┏━━

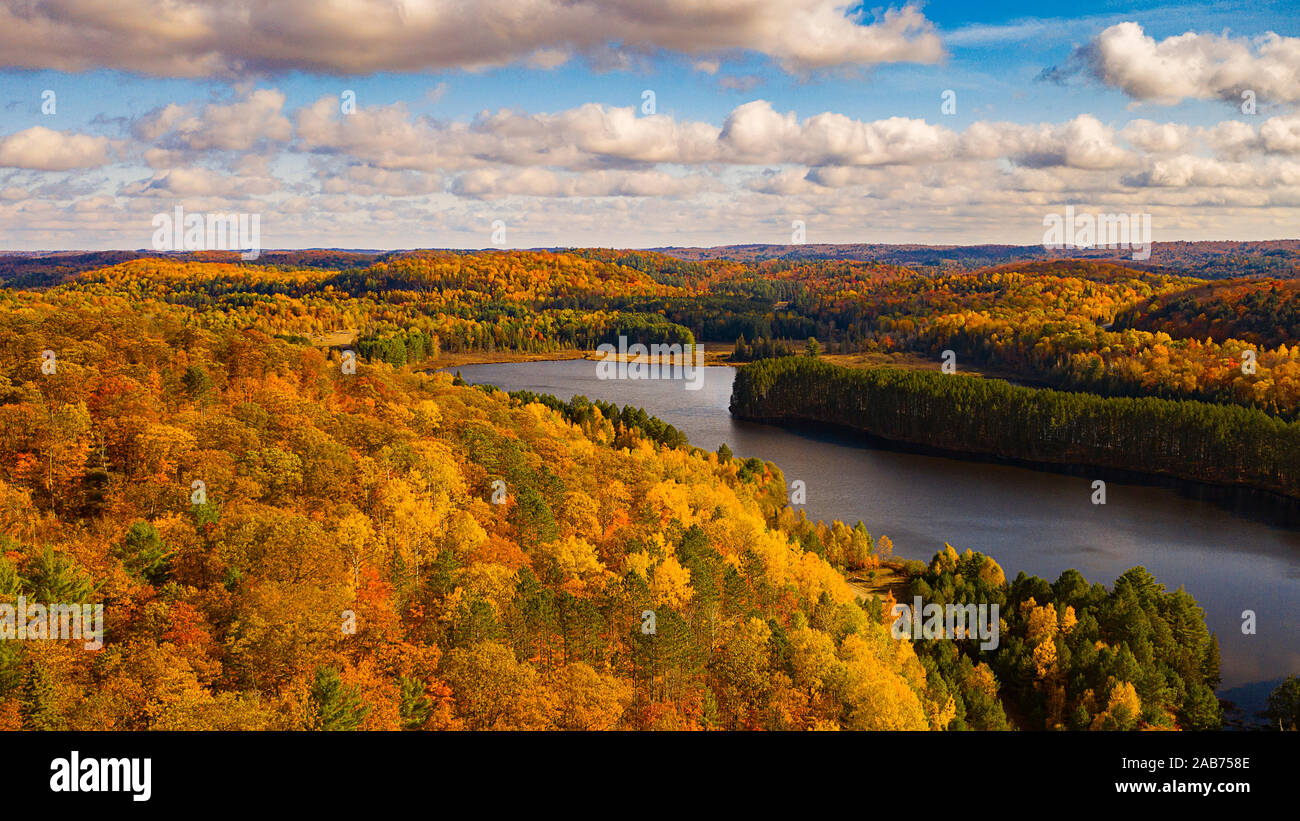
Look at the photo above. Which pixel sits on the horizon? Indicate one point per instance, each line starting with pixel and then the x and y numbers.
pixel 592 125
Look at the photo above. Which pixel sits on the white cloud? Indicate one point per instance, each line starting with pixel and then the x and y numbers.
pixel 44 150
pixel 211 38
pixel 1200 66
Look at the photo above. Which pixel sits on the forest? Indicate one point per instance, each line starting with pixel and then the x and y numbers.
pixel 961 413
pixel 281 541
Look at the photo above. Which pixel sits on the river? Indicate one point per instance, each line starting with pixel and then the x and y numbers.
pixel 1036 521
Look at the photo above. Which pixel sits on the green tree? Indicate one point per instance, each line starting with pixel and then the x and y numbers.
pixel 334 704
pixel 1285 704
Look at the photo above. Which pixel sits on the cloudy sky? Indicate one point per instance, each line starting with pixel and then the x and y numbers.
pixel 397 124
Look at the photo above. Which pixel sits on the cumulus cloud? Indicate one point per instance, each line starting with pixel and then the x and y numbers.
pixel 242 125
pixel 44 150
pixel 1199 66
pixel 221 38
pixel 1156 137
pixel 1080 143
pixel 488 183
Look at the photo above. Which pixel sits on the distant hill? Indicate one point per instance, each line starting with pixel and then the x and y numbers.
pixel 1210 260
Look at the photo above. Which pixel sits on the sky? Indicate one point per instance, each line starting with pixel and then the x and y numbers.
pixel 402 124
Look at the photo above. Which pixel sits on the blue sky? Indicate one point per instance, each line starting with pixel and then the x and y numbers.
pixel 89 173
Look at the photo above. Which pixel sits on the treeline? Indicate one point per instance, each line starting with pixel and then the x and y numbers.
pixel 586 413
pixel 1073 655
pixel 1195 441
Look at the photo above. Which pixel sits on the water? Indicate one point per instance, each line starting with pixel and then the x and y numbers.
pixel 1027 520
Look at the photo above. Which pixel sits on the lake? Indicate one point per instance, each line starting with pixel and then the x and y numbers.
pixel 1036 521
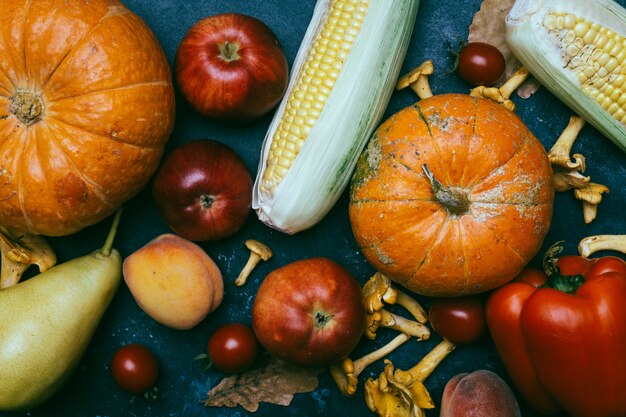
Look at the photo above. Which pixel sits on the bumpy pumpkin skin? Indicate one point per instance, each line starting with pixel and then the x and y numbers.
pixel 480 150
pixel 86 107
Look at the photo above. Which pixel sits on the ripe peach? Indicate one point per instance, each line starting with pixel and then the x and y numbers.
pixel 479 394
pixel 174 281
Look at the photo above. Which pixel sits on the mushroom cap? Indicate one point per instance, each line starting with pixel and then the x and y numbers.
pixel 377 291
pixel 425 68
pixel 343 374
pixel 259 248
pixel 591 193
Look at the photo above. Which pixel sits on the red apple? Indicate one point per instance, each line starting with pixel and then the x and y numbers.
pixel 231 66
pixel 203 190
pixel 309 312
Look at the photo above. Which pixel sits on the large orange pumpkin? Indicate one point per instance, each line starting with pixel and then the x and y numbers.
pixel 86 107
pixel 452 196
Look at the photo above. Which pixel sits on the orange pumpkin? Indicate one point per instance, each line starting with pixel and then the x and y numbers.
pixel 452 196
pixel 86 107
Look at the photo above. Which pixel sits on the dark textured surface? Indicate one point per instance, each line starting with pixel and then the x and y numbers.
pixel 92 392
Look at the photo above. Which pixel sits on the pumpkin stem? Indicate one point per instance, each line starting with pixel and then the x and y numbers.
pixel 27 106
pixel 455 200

┗━━

● **WHAT YOU NEED TO DO**
When you retype the material above, copy each line exactly and drop whatever images appear in it.

● **ANSWER TO THIS EXERCISE**
Look at the photo above. Which pixel sits on the horizon? Indicate one point per instance, each line starting with pixel and then the x and y numbers.
pixel 592 125
Look at the photo above. Which pixel sits on the white cloud? Indicate one point per instance, each line starting with pixel and then the x and y numbers.
pixel 44 150
pixel 211 38
pixel 1200 66
Look at the photo above. Which pixel sits on the forest? Indicate one point per instance, each line starting with pixel and then the x and y numbers.
pixel 961 413
pixel 281 541
Look at the photo above. Which pixel sits on the river? Indicate one point per instance, each line starting with pixel and then the x and y numbers.
pixel 1036 521
Look at the photo above. Which pixel sits on the green tree? Indicate one point per instance, each line starting with pixel and then the x and y numbers.
pixel 334 704
pixel 1285 704
Look at the photo above. Which pixel sits on the cloudy sky? Indicate one point per instance, each line starting with pixel and then the x and y numbers.
pixel 397 124
Look at the photo above. Which pixel sits on the cumulus cloud? Indicate one point per instance, each line starting with pixel and then the x and y numbers.
pixel 242 125
pixel 44 150
pixel 1199 66
pixel 221 38
pixel 1156 137
pixel 1080 143
pixel 488 183
Look at the photo above. Which pixel sits on the distant hill? Indicate one point per instance, each line starting with pixel and then the x and y numbers.
pixel 1210 260
Look at the photo above. Which pixel sits on the sky? Indicate one point per instance, each line starting with pixel and then the x and y numbers.
pixel 402 124
Look at the photo above. Which pixel sits on the blue sky? Indicate one point per instance, each line starting with pixel and then the x and y numbers.
pixel 89 173
Look at the photo above. Which pixel sits on the treeline? Indicate one point per instance, each line starting with pixel and then the x and y numbers.
pixel 586 413
pixel 1073 655
pixel 1195 441
Look at the photo above. Which pixel sits on the water? Indicate one point per instance, each line starting with pixel and then the x and y numbers.
pixel 1027 520
Look at the photo above. Which pixel sits on the lake? Indicate one point per instance, each line starting with pixel and then the x and y numbers.
pixel 1036 521
Look at the photo above. Which pixel sits on the bumpy pumpkin skin? Indicate one point per instance, each line starting with pixel and then the x and y numbers.
pixel 480 150
pixel 86 107
Look at the photo above. Which pixel sits on the ripe peach? Indicate one point per instance, each line starting with pixel and then the x and y numbers.
pixel 479 394
pixel 174 281
Look at the photo above. Which pixel sits on the mushroom cap? Indicate one point per instance, each line starting with pixel and then the x and y numbers.
pixel 377 291
pixel 425 68
pixel 343 374
pixel 259 248
pixel 591 193
Look at the photo above. Which pixel sits on the red apple? Indicate one point per instance, each line starting with pixel and then the x and y numbers.
pixel 231 66
pixel 203 190
pixel 309 312
Look at the photo above. Which pixel sits on the large orange pumpkin? Indicate one point per instance, each line starting with pixel and then the x and y numbers.
pixel 86 107
pixel 452 196
Look at the photo above. Which pixel sits on the orange pumpkin? Indicate one point per instance, each line starting with pixel and then the x and y numbers.
pixel 452 196
pixel 86 107
Look at the photo above. Which pixel sits on the dark textured surface? Indicate one point per instance, each line starting with pixel and then the x and y numbers.
pixel 92 392
Look at the photo above. Which pixel sits on the pumpkin stem? Indicate one point per instance, each line starting with pixel and then the x and y numbers.
pixel 27 106
pixel 455 200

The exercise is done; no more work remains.